What you will do
Transcribe every entry exactly, with nothing added or left out.

Information shown
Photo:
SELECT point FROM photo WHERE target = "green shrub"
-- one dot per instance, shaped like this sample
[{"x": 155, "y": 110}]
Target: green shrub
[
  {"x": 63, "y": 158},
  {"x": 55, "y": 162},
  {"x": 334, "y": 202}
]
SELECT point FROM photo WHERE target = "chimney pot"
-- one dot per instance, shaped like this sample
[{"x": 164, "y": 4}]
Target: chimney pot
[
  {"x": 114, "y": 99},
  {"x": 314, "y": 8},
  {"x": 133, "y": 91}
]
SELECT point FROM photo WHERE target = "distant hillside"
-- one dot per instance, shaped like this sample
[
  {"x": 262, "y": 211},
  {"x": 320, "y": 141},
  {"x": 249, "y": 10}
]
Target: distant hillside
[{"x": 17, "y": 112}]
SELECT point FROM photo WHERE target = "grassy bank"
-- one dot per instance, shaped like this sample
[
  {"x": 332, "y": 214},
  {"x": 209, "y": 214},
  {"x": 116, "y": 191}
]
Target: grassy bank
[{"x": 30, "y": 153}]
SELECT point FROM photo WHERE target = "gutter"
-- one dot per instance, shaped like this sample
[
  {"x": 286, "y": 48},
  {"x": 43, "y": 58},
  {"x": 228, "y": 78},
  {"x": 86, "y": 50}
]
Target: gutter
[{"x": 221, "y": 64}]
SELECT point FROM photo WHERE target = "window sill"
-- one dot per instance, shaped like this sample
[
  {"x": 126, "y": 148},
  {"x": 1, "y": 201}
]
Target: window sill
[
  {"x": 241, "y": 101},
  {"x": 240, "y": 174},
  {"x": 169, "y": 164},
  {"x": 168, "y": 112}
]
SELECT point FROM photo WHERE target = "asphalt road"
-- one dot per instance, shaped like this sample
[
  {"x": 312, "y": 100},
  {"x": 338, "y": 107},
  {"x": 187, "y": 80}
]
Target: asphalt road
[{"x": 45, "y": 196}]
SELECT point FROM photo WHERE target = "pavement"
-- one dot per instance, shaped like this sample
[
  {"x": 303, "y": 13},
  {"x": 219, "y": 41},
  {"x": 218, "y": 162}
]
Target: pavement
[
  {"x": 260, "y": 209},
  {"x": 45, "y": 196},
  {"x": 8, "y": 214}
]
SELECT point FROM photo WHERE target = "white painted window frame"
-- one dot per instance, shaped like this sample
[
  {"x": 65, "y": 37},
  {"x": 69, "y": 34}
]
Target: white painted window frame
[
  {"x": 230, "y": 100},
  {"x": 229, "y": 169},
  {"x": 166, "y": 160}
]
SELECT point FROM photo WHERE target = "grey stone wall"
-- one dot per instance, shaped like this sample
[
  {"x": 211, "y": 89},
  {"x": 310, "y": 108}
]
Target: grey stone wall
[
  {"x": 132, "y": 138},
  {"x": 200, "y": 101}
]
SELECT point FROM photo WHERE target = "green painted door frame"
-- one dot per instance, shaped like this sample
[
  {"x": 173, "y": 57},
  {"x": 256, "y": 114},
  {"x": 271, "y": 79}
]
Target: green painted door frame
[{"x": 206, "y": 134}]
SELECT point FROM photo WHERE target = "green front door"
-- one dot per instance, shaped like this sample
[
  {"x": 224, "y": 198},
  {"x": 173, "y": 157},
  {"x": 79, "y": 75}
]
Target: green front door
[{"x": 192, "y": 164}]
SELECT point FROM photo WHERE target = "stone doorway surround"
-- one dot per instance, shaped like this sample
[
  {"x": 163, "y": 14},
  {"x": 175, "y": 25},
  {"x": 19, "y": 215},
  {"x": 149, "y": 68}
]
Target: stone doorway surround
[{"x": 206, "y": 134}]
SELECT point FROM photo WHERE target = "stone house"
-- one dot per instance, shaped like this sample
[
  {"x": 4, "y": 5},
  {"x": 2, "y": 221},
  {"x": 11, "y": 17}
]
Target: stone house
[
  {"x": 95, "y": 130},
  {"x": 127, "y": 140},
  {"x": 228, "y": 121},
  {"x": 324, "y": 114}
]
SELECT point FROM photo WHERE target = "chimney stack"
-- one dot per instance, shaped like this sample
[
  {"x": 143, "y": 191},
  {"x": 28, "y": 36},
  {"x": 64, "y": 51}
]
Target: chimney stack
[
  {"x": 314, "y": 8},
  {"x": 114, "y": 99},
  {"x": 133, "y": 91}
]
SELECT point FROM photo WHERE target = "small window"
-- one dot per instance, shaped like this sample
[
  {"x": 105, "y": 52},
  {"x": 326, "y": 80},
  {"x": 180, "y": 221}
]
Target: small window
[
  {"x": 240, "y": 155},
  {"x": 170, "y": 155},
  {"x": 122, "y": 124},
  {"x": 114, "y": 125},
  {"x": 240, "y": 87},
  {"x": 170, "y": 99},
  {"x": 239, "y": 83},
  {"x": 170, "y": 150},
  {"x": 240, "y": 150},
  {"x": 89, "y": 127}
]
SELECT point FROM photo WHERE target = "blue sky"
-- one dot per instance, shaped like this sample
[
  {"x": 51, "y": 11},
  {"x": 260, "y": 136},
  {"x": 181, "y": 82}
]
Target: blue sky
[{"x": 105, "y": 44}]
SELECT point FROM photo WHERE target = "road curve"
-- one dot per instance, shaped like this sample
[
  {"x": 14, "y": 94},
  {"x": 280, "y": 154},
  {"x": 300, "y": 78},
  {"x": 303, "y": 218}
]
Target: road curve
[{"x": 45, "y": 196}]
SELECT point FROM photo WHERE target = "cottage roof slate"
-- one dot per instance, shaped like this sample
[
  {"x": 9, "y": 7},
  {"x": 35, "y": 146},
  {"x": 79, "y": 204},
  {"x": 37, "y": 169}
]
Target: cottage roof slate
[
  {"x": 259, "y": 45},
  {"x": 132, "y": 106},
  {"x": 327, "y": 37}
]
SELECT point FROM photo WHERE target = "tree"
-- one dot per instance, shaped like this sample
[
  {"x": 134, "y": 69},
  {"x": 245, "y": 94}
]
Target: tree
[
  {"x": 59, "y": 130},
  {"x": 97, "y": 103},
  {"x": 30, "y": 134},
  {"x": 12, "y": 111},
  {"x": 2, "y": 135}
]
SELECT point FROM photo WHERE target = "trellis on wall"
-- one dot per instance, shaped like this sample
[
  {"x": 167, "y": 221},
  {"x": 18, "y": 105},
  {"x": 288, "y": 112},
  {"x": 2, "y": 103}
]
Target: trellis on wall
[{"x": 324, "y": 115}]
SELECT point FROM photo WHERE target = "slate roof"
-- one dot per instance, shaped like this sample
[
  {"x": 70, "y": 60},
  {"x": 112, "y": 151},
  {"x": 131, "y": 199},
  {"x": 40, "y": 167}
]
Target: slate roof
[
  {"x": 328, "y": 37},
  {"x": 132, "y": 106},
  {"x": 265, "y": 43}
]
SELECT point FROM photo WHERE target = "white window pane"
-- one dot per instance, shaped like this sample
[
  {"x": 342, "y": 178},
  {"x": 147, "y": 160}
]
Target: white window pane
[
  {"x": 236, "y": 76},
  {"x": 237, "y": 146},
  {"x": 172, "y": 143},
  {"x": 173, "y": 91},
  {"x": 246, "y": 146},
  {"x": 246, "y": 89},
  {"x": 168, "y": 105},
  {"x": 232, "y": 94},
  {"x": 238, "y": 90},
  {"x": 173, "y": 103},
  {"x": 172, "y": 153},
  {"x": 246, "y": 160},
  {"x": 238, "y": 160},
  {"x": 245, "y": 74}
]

The answer
Photo:
SELECT point FROM photo WHERE target = "green shrub"
-- one dot per instance, shaped like this sample
[{"x": 155, "y": 110}]
Target: green shrub
[
  {"x": 63, "y": 158},
  {"x": 55, "y": 162},
  {"x": 334, "y": 202}
]
SELECT point FROM photo WHERE target = "chimney pot"
-- one dot per instance, shaped like this sample
[{"x": 164, "y": 4}]
Target: chimney pot
[
  {"x": 114, "y": 99},
  {"x": 314, "y": 8},
  {"x": 133, "y": 91}
]
SELECT point FROM photo WHERE target = "distant hillside"
-- one dot per instance, shaped like this sample
[
  {"x": 262, "y": 211},
  {"x": 320, "y": 141},
  {"x": 249, "y": 10}
]
Target: distant hillside
[{"x": 17, "y": 112}]
SELECT point FROM photo WHERE target = "grassy bank"
-- one dot per instance, shaped like this sample
[
  {"x": 332, "y": 214},
  {"x": 209, "y": 214},
  {"x": 116, "y": 191}
]
Target: grassy bank
[{"x": 30, "y": 153}]
SELECT point FROM photo WHERE target = "gutter"
-- one dot per instance, shaped like this sample
[
  {"x": 286, "y": 48},
  {"x": 43, "y": 58},
  {"x": 228, "y": 78},
  {"x": 86, "y": 50}
]
Target: gutter
[{"x": 221, "y": 64}]
SELECT point FROM photo WHERE target = "window sill"
-- one dot per instance, shaped like this sample
[
  {"x": 126, "y": 148},
  {"x": 1, "y": 201}
]
Target: window sill
[
  {"x": 241, "y": 101},
  {"x": 240, "y": 174},
  {"x": 169, "y": 164},
  {"x": 168, "y": 112}
]
SELECT point FROM photo WHERE target = "asphalt road"
-- one dot per instance, shaped like this sample
[
  {"x": 312, "y": 100},
  {"x": 338, "y": 107},
  {"x": 187, "y": 80}
]
Target: asphalt road
[{"x": 45, "y": 196}]
SELECT point FROM photo WHERE target = "pavement"
-- one dot per instance, shaped like this sample
[
  {"x": 303, "y": 13},
  {"x": 219, "y": 41},
  {"x": 218, "y": 162}
]
Target: pavement
[
  {"x": 260, "y": 209},
  {"x": 45, "y": 196},
  {"x": 8, "y": 214}
]
SELECT point FROM photo WHERE target = "white painted window frame"
-- one dot per instance, shaped like this sample
[
  {"x": 65, "y": 37},
  {"x": 69, "y": 34}
]
Target: white painted window frame
[
  {"x": 230, "y": 100},
  {"x": 229, "y": 169},
  {"x": 166, "y": 160}
]
SELECT point FROM photo WHERE target = "grey stone wall"
-- one dot per instance, shaped like this sample
[
  {"x": 211, "y": 89},
  {"x": 310, "y": 108}
]
Target: grey stone wall
[
  {"x": 132, "y": 138},
  {"x": 200, "y": 101}
]
SELECT point FROM photo WHERE target = "green painted door frame"
-- one dot per instance, shaped like this sample
[
  {"x": 173, "y": 57},
  {"x": 256, "y": 114},
  {"x": 271, "y": 79}
]
Target: green painted door frame
[{"x": 206, "y": 134}]
SELECT point FROM photo WHERE target = "green front door"
-- one dot per instance, shaped like this sample
[
  {"x": 224, "y": 198},
  {"x": 173, "y": 157},
  {"x": 79, "y": 75}
]
Target: green front door
[{"x": 192, "y": 164}]
SELECT point FROM photo WHERE target = "stone doorway surround"
-- one dot per instance, shaped like this sample
[
  {"x": 163, "y": 14},
  {"x": 175, "y": 25},
  {"x": 19, "y": 215},
  {"x": 149, "y": 68}
]
Target: stone doorway surround
[{"x": 206, "y": 134}]
SELECT point FROM photo WHERE target = "stone house"
-- one dot per instance, shaped like this sample
[
  {"x": 4, "y": 5},
  {"x": 2, "y": 221},
  {"x": 11, "y": 17}
]
Target: stone house
[
  {"x": 95, "y": 130},
  {"x": 127, "y": 140},
  {"x": 228, "y": 121},
  {"x": 324, "y": 114}
]
SELECT point FROM photo WHERE target = "chimney stack"
-- one dot per instance, shaped like this sample
[
  {"x": 143, "y": 191},
  {"x": 28, "y": 36},
  {"x": 64, "y": 51}
]
Target: chimney stack
[
  {"x": 314, "y": 8},
  {"x": 114, "y": 99},
  {"x": 133, "y": 91}
]
SELECT point FROM photo WHERE target = "small window"
-- one dot per instance, shaped like this sample
[
  {"x": 105, "y": 52},
  {"x": 326, "y": 80},
  {"x": 180, "y": 221}
]
Target: small window
[
  {"x": 240, "y": 155},
  {"x": 170, "y": 155},
  {"x": 122, "y": 124},
  {"x": 114, "y": 125},
  {"x": 240, "y": 87},
  {"x": 170, "y": 99},
  {"x": 239, "y": 83},
  {"x": 170, "y": 150},
  {"x": 240, "y": 150},
  {"x": 89, "y": 127}
]
SELECT point FROM photo WHERE target = "blue sky"
-- one dot per instance, shaped like this sample
[
  {"x": 51, "y": 11},
  {"x": 260, "y": 136},
  {"x": 181, "y": 82}
]
Target: blue sky
[{"x": 105, "y": 44}]
SELECT point FROM photo WHERE target = "road curve"
-- one dot per instance, shaped like this sample
[
  {"x": 14, "y": 94},
  {"x": 280, "y": 154},
  {"x": 300, "y": 78},
  {"x": 303, "y": 218}
]
Target: road curve
[{"x": 45, "y": 196}]
SELECT point FROM photo WHERE target = "cottage roof slate"
-- one dot per instance, shaped like this sample
[
  {"x": 9, "y": 7},
  {"x": 35, "y": 146},
  {"x": 79, "y": 204},
  {"x": 37, "y": 169}
]
Target: cottage roof slate
[
  {"x": 259, "y": 45},
  {"x": 132, "y": 106},
  {"x": 327, "y": 37}
]
SELECT point FROM photo WHERE target = "tree"
-- one dot per instance, shaped like this sample
[
  {"x": 134, "y": 69},
  {"x": 245, "y": 94}
]
Target: tree
[
  {"x": 59, "y": 130},
  {"x": 97, "y": 103},
  {"x": 30, "y": 134},
  {"x": 12, "y": 111},
  {"x": 2, "y": 135}
]
SELECT point FROM photo WHERE target = "trellis on wall"
-- one dot per instance, shaped like this sample
[
  {"x": 167, "y": 221},
  {"x": 18, "y": 105},
  {"x": 288, "y": 112},
  {"x": 2, "y": 103}
]
Target: trellis on wall
[{"x": 324, "y": 115}]
SELECT point FROM photo WHERE target = "slate roof"
-- one dot per instance, shaped like this sample
[
  {"x": 70, "y": 60},
  {"x": 112, "y": 151},
  {"x": 131, "y": 199},
  {"x": 40, "y": 167}
]
Target: slate roof
[
  {"x": 328, "y": 37},
  {"x": 132, "y": 106},
  {"x": 265, "y": 43}
]
SELECT point FROM photo WHERE target = "white window pane"
-- one dot per instance, shaped like this sample
[
  {"x": 342, "y": 178},
  {"x": 147, "y": 160}
]
Target: white window pane
[
  {"x": 236, "y": 76},
  {"x": 237, "y": 146},
  {"x": 172, "y": 143},
  {"x": 173, "y": 91},
  {"x": 246, "y": 146},
  {"x": 246, "y": 89},
  {"x": 168, "y": 105},
  {"x": 232, "y": 94},
  {"x": 238, "y": 90},
  {"x": 173, "y": 103},
  {"x": 172, "y": 153},
  {"x": 246, "y": 160},
  {"x": 238, "y": 160},
  {"x": 245, "y": 74}
]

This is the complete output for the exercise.